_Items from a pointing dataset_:
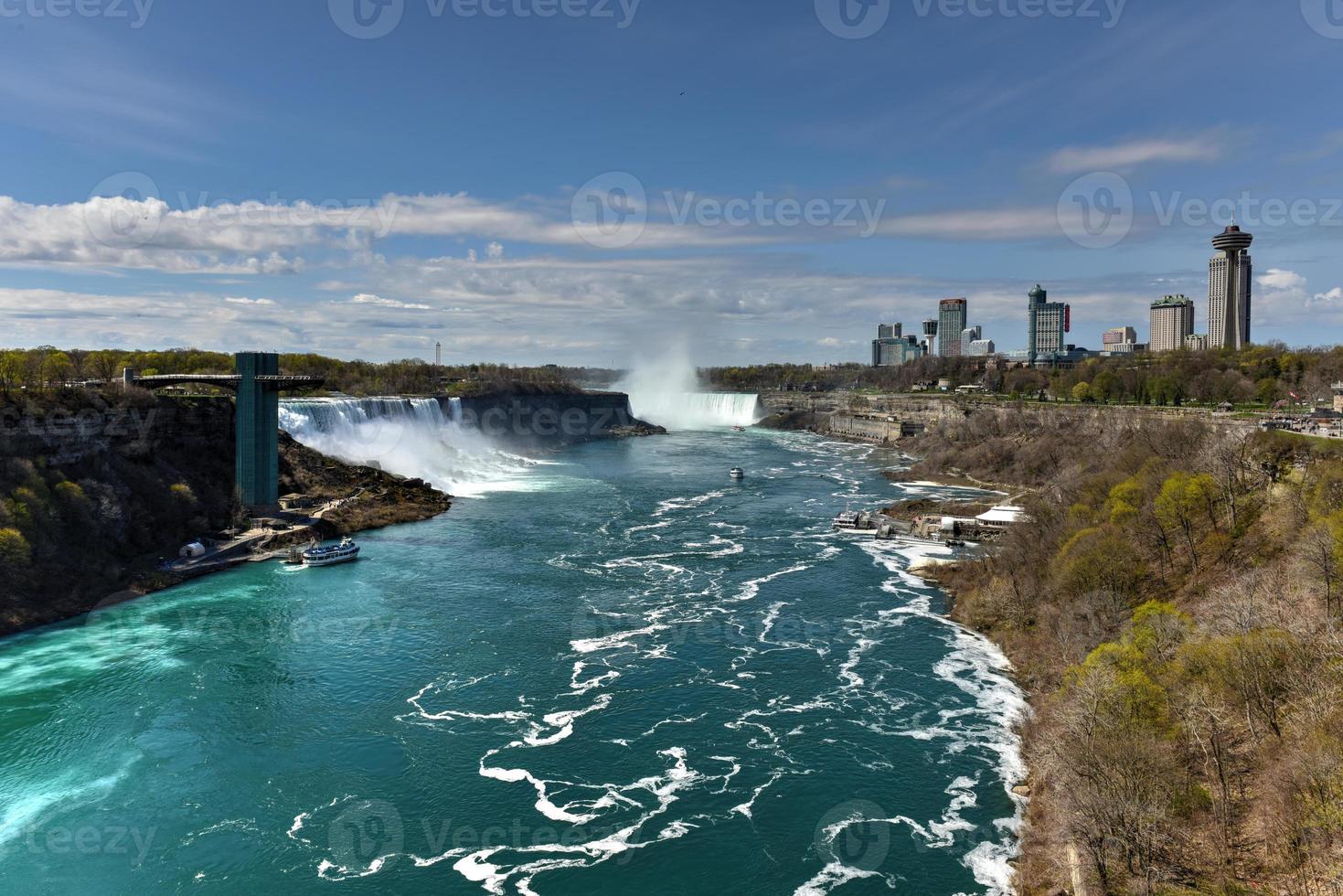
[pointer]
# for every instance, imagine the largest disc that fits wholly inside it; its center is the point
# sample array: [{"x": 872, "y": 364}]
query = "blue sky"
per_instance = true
[{"x": 596, "y": 183}]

_Given problem_: Reproduce every line of the items above without the pictures, keeping the requests as they are but shifting each x and y coordinate in the answers up by 90.

_Expected output_:
[pointer]
# for every instance, imagine the largest disc that fits wholly inside it; its center is the point
# sample array: [{"x": 872, "y": 364}]
query = "blue sky"
per_instance = true
[{"x": 686, "y": 273}]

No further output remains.